▸ **What this task involves**: Reproduce word for word the lines from the one containing "Each <instance> block" through the one containing "157L545 164L546 193L609", and nothing else.

▸ **Provided records**:
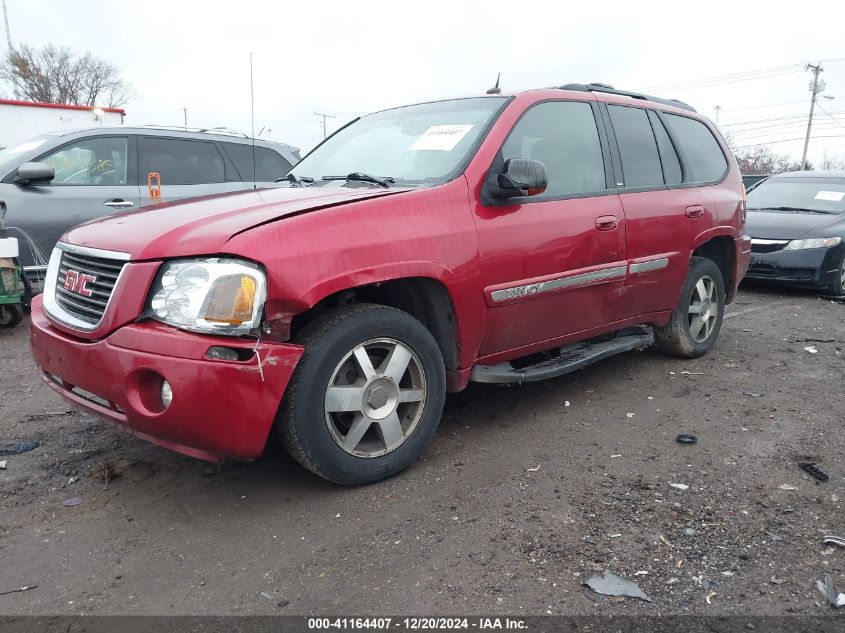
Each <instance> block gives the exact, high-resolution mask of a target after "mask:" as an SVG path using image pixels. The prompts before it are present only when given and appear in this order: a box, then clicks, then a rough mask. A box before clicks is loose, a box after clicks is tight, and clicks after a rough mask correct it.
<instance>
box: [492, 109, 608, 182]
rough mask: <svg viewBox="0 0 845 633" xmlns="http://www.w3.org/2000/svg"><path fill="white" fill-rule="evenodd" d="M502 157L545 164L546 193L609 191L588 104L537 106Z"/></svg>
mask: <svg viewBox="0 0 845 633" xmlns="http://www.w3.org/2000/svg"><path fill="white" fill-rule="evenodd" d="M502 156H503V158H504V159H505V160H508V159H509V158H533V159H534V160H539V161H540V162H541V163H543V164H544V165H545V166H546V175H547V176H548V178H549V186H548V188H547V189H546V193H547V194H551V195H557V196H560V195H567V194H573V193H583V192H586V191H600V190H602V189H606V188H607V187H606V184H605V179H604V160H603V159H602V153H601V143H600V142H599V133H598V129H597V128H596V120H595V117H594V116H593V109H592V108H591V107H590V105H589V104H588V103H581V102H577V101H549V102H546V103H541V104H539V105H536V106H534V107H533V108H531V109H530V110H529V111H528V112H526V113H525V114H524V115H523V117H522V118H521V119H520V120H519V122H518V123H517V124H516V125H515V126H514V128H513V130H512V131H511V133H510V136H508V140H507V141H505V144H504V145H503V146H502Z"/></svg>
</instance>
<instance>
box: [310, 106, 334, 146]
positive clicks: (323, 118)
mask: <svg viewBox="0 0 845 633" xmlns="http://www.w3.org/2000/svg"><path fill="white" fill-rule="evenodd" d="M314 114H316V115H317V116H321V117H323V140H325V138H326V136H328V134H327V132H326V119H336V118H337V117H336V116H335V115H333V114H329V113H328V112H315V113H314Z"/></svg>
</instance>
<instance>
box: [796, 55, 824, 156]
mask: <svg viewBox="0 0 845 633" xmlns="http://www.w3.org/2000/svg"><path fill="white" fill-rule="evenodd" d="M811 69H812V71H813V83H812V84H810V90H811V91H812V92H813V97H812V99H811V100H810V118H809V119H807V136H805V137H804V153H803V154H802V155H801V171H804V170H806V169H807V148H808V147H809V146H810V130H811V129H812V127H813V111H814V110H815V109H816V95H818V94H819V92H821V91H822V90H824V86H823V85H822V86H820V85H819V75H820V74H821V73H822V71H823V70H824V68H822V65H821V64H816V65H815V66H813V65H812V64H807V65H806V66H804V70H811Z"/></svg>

* * *

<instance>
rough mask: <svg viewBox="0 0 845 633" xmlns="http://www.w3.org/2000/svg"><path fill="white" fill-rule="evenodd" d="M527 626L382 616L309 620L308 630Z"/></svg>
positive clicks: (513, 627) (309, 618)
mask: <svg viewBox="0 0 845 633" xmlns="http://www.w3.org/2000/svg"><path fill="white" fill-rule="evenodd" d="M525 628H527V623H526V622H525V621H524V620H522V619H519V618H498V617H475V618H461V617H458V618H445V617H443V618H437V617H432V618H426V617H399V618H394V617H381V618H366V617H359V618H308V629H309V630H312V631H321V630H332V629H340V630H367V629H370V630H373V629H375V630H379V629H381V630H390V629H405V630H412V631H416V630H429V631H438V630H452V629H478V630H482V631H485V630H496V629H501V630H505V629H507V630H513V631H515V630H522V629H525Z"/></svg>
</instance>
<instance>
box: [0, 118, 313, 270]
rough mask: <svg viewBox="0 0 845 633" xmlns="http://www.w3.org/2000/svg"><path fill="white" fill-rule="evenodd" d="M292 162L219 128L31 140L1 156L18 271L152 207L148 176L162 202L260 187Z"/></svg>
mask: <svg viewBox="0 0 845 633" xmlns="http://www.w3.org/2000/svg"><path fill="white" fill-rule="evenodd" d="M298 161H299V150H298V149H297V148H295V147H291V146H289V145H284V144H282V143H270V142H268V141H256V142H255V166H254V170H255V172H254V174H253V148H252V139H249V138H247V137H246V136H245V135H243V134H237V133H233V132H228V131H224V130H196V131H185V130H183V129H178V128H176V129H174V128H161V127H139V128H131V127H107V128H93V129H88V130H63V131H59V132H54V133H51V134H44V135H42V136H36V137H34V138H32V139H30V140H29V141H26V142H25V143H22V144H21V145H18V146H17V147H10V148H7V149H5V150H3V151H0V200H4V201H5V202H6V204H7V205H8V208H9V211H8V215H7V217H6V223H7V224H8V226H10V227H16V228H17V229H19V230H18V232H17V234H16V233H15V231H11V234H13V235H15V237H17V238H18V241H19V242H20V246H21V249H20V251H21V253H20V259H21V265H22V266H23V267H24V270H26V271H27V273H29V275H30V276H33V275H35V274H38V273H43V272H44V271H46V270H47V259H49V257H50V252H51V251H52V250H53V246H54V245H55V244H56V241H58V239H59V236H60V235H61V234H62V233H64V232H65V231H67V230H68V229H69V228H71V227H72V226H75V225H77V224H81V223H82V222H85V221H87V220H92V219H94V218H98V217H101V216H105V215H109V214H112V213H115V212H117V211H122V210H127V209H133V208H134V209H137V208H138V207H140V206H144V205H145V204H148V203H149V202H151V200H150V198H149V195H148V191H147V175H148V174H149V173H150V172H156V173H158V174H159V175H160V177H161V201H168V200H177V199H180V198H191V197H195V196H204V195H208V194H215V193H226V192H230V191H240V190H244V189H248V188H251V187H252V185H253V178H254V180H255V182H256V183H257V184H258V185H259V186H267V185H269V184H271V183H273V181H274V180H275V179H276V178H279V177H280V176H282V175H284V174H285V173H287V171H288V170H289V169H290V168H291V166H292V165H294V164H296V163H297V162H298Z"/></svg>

▸ **Reply**:
Each <instance> block gives the exact, high-resolution mask of a target after "mask:" as an SVG path using image pixels. The prompts before it are present only when given and appear in this order: a box, then clicks, then a rough mask. A box before clicks is loose, a box after clicks is tight, and clicks after a rough mask correct it.
<instance>
box: [492, 109, 608, 182]
rough mask: <svg viewBox="0 0 845 633" xmlns="http://www.w3.org/2000/svg"><path fill="white" fill-rule="evenodd" d="M502 157L545 164L546 193L609 191L588 104L537 106Z"/></svg>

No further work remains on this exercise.